文書の抜粋:
離婚後の子の福祉制度の基礎の基礎−児童扶養手当法と児童手当法
○離婚を考えるに当たって、離婚成立後、子どもの福祉制度によってどれだけ国費での補助を受けられるかが重要判断基準になる場合があります。稼ぎが悪くて家計費を入れない夫の場合、早く離婚して国から貰えるお金を貰った方が得だと言う場合などです。離婚相談で、離婚したら母子手当がどのくらい貰えるのでしょうかと言う質問を受けることがありますが、実は、母子手当を受給できる所得制限額等実務の細かいところは、多くの弁護士は余り勉強しておらず、私も同様です(^^;)。

課題文 1: 「green」という文字列を含むエントリの行をすべて集めて書き写してください。
抜粋とエントリは互いに関係がありません。

課題の入力:
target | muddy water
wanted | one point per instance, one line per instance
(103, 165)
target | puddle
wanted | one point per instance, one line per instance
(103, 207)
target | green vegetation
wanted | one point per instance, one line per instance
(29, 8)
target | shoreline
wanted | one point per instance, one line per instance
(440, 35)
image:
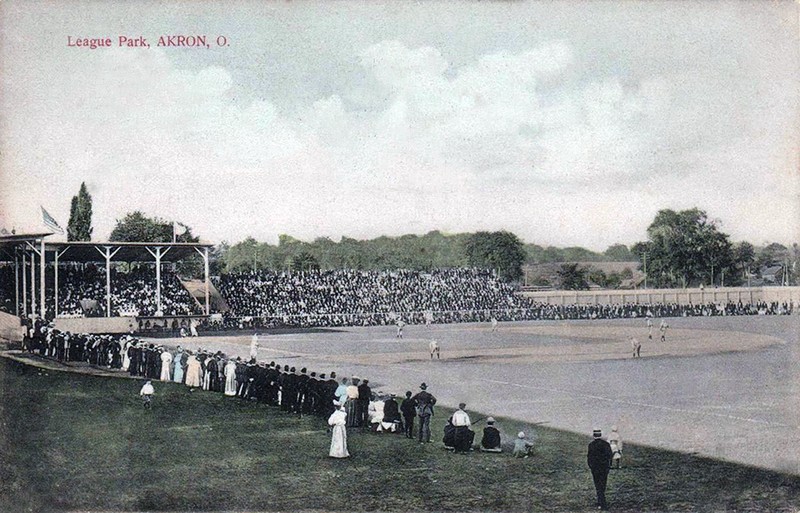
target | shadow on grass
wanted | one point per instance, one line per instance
(77, 442)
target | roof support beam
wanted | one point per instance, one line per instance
(204, 254)
(108, 255)
(157, 254)
(57, 254)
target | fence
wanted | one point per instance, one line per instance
(722, 295)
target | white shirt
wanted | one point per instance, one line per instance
(460, 418)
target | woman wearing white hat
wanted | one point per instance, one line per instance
(616, 448)
(338, 421)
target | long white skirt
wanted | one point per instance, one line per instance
(339, 443)
(230, 384)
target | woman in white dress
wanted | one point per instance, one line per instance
(338, 421)
(616, 448)
(166, 363)
(193, 372)
(230, 377)
(126, 360)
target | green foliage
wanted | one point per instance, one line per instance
(685, 248)
(136, 227)
(304, 261)
(502, 251)
(611, 280)
(79, 227)
(619, 253)
(432, 250)
(573, 277)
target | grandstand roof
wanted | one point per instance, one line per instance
(10, 241)
(91, 251)
(125, 251)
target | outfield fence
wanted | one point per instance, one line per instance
(696, 296)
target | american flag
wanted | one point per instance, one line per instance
(50, 222)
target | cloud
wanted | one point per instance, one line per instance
(506, 140)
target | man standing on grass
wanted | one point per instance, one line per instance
(463, 434)
(146, 394)
(254, 346)
(425, 402)
(599, 460)
(409, 409)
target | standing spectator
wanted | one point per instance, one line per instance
(425, 402)
(491, 437)
(637, 347)
(146, 393)
(254, 347)
(433, 347)
(352, 402)
(338, 421)
(193, 371)
(166, 362)
(409, 409)
(462, 435)
(599, 460)
(230, 377)
(616, 448)
(391, 412)
(522, 447)
(364, 397)
(177, 372)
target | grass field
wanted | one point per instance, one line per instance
(76, 442)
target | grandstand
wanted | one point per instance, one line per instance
(83, 279)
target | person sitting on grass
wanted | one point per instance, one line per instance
(146, 394)
(522, 447)
(491, 437)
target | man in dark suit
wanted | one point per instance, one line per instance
(409, 409)
(599, 460)
(364, 397)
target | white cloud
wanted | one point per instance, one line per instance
(506, 140)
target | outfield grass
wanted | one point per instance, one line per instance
(76, 442)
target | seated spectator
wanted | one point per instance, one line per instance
(522, 447)
(491, 437)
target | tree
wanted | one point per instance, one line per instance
(502, 251)
(304, 261)
(619, 253)
(136, 227)
(573, 277)
(744, 256)
(79, 227)
(685, 248)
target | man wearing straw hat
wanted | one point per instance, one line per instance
(599, 460)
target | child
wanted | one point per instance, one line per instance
(616, 448)
(147, 392)
(522, 447)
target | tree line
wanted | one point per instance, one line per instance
(683, 249)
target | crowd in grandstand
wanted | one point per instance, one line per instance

課題文 2: 抜粋の中で名前が挙がっている法律と手当をすべて書き出してください。

課題の結果 1:
target | green vegetation
target | green foliage

課題の結果 2:
児童扶養手当法
児童手当法
母子手当